授業説明:
1. 授業の内容(Course Description)

 受講生は、教育実践のために必要な教育の方法および技術の知識・技能について理論的・実践的に考察する。
 そのために本授業では、小・中学校・高等学校のさまざまな教科の授業実践の事例を基にさまざまな授業展開や教授方法に関する知見が実際にどのように活用できるかを解明する。その結果、授業の質がどのように改善されるのかを、授業研究過程を通して実際の教師の授業実践(事例)をビデオ等で観察し、その事例を通して実際の授業場面の改善・工夫の様相と特徴・特色を考察する。授業方法の特徴としては、具体的な実践の事例を基に個人の考察、ペア学習・グループ学習を行い、全体討論や個人の発表の機会を通してさまざまな考えやイデアを交換し、教育方法について理解を深める。

2.
授業の到達目標(Course Objectives)

表示情報:

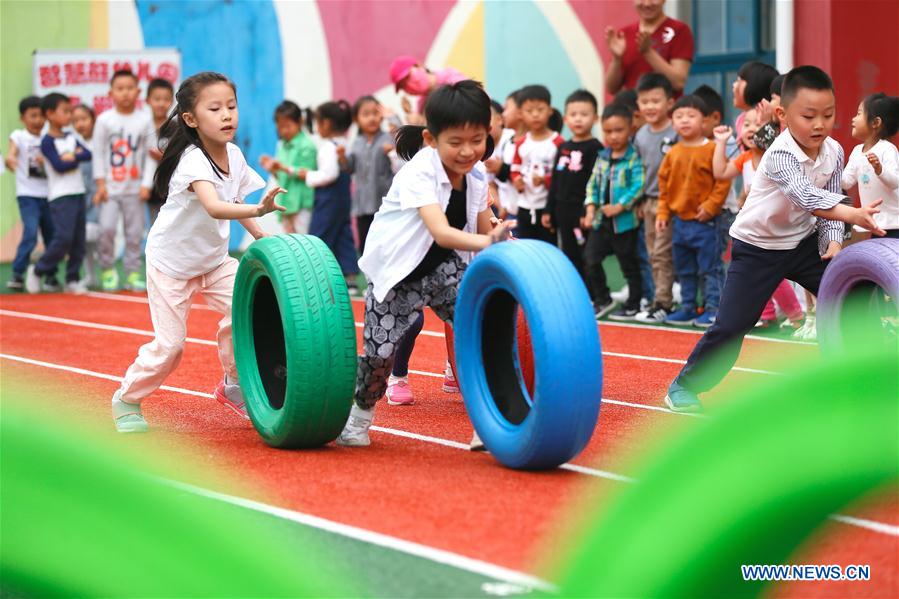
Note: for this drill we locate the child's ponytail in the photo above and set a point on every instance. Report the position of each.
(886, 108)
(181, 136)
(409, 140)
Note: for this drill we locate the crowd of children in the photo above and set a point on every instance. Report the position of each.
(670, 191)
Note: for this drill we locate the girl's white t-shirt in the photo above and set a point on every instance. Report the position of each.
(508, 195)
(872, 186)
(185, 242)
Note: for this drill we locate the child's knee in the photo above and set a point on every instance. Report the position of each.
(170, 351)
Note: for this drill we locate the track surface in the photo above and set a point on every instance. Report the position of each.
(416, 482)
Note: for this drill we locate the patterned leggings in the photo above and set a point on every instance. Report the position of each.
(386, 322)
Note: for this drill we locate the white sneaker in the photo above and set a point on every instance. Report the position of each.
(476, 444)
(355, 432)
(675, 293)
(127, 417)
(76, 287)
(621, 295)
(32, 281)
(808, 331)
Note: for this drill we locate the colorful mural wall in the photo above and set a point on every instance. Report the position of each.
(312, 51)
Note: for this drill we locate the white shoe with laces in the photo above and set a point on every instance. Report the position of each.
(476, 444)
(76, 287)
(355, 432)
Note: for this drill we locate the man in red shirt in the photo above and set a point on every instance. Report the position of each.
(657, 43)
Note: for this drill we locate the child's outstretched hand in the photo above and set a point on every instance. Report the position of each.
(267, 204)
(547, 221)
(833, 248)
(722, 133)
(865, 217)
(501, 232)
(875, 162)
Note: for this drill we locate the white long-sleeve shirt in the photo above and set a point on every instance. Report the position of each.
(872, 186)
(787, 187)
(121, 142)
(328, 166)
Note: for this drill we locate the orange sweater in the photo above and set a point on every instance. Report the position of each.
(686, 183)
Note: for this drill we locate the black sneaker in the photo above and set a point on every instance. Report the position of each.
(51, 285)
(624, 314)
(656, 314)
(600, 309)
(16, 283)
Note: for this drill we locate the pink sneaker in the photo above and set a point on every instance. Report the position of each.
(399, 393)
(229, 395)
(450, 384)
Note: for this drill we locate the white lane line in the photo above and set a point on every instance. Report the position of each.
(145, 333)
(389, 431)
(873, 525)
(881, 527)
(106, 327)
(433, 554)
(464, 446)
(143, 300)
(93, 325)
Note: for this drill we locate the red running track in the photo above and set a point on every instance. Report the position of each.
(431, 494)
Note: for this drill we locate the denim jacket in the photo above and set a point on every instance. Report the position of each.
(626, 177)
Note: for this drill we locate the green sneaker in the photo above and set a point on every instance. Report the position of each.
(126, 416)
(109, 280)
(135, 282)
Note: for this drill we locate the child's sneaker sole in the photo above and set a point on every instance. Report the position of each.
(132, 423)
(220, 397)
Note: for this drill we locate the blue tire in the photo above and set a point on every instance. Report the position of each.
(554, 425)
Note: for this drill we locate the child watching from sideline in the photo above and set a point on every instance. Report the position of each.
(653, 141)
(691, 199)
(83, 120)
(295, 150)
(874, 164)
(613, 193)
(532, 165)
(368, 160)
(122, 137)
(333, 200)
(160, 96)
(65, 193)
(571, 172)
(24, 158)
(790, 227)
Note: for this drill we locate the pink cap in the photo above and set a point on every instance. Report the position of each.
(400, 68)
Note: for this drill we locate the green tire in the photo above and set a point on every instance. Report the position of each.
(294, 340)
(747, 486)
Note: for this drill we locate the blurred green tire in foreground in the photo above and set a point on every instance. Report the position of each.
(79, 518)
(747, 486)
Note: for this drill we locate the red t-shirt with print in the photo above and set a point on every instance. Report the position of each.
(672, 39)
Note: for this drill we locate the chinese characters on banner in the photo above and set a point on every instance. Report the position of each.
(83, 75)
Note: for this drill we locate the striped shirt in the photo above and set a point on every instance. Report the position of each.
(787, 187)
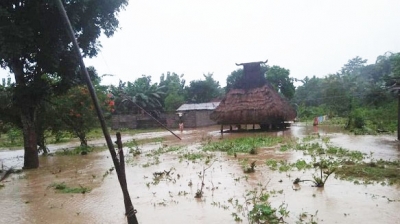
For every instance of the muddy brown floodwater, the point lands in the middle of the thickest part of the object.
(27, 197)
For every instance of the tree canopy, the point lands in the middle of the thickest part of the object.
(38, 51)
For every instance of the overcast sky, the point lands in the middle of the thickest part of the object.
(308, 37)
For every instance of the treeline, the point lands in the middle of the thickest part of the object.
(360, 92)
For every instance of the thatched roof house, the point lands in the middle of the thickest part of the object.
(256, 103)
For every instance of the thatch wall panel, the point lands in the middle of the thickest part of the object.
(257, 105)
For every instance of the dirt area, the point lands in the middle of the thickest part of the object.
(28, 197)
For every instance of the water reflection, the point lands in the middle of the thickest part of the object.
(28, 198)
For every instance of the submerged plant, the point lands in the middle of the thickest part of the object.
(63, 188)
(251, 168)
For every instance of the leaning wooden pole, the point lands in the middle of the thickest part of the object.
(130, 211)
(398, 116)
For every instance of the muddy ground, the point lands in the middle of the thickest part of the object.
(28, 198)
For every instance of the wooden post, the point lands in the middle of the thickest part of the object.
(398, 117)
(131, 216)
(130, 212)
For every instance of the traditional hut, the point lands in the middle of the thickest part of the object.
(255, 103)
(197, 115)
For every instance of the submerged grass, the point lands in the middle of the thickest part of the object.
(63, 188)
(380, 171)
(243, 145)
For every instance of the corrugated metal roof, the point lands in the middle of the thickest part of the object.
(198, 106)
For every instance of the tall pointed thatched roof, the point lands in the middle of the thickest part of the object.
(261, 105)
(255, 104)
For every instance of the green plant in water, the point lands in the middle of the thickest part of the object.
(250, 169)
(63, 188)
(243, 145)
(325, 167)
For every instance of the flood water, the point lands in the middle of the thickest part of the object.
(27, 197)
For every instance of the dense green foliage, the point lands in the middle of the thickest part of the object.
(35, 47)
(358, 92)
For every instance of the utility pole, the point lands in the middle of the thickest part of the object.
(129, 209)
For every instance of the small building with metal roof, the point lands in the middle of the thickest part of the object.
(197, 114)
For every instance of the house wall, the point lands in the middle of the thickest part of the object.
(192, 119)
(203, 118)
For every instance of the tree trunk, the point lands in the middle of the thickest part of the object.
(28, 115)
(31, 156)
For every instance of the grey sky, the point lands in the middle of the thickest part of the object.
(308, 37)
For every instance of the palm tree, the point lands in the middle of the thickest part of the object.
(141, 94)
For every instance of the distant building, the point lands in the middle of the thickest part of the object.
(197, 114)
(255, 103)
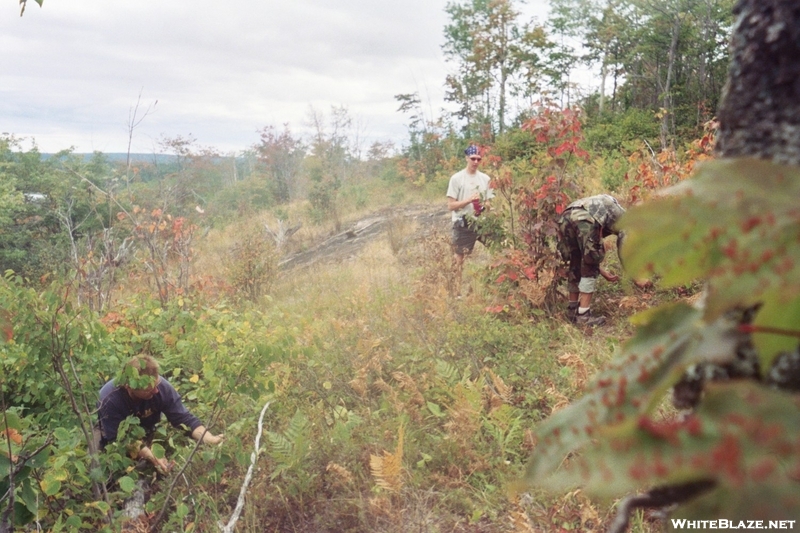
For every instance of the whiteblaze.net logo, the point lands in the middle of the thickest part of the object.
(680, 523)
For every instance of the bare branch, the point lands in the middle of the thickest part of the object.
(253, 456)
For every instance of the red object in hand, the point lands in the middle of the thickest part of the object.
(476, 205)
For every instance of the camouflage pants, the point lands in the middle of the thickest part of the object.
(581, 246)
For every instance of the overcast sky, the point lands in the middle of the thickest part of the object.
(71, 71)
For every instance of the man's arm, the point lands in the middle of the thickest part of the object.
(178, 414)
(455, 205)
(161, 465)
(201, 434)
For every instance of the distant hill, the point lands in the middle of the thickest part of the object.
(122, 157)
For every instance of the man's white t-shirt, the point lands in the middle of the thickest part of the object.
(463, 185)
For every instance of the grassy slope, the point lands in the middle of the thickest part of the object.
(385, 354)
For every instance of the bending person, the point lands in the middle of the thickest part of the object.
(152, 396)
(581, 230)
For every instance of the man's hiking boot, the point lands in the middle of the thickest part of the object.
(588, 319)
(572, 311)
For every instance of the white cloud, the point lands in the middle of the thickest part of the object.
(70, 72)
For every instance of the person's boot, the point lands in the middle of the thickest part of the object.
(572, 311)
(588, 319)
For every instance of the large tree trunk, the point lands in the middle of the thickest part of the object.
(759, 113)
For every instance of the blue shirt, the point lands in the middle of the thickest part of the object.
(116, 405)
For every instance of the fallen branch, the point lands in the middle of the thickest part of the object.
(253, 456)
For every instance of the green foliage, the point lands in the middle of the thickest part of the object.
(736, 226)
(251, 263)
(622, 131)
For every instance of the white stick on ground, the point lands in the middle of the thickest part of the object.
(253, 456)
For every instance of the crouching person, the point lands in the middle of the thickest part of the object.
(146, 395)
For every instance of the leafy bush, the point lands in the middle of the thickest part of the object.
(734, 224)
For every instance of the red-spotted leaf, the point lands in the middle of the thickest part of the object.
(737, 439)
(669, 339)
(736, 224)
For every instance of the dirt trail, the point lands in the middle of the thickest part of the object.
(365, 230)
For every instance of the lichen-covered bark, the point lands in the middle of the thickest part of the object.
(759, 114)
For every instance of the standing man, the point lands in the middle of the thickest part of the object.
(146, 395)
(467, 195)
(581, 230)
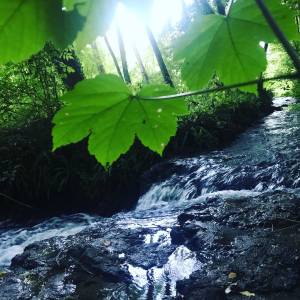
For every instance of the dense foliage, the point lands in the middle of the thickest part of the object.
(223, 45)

次の課題:
1. この授業説明について、次の問いに答えよ。
(a) 授業で扱う実践の事例は、どの学校段階のものか。
(b) 実際の教師の授業実践は、何で観察するとされているか。
(c) 授業方法として、個人の考察のほかにどのような学習を行うか。
2. この授業説明から、「受講生は、教育実践のために必」から「育方法について理解を深める。」までの部分を一字も変えずに書き写せ。
3. この授業説明の続きを、最後に示された部分の後から書き進めよ。
一覧はここでは使わない。

解答一覧:
1.
(a) 小・中学校・高等学校
(b) ビデオ等
(c) ペア学習・グループ学習

2.
受講生は、教育実践のために必要な教育の方法および技術の知識・技能について理論的・実践的に考察する。
 そのために本授業では、小・中学校・高等学校のさまざまな教科の授業実践の事例を基にさまざまな授業展開や教授方法に関する知見が実際にどのように活用できるかを解明する。その結果、授業の質がどのように改善されるのかを、授業研究過程を通して実際の教師の授業実践(事例)をビデオ等で観察し、その事例を通して実際の授業場面の改善・工夫の様相と特徴・特色を考察する。授業方法の特徴としては、具体的な実践の事例を基に個人の考察、ペア学習・グループ学習を行い、全体討論や個人の発表の機会を通してさまざまな考えやイデアを交換し、教育方法について理解を深める。

3.
 ①教師として必要な授業実践の方法や技術とその内容に関する基礎的知識を習得する。②授業研究の過程、基礎概念や知識を習得するとともに、実際の授業づくりに必要なスキルを獲得する。③学習課題に対する授業の準備(教材研究・指導案作成など)、授業の過程(指導、発問、討論、学び合いなど)、授業後の生徒へのフィードバックなどを具体的に理解し、授業実践に関して自分なりに考察を深める。④教育技術の基本であるプレゼンテーションの実習をともなう学習を行う。

3.
成績評価方法(Grading Policy)

 ①授業で課すレポート(30%)―習得―、②授業中のペア学習・グループ学習の活動、探究学習報告、発表など(30%)―獲得―、③最終レポート(40%)―考察―で評価する。合計100点満点で60点以上を合格とする。

4.
テキスト・参考文献(Textbooks)

 特にありません。毎回の授業でレジュメを配布する。授業中に適時、指示する。
 参考文献:
  的場正美・柴田好章 編著(2013)『授業研究と授業の創造』渓水社。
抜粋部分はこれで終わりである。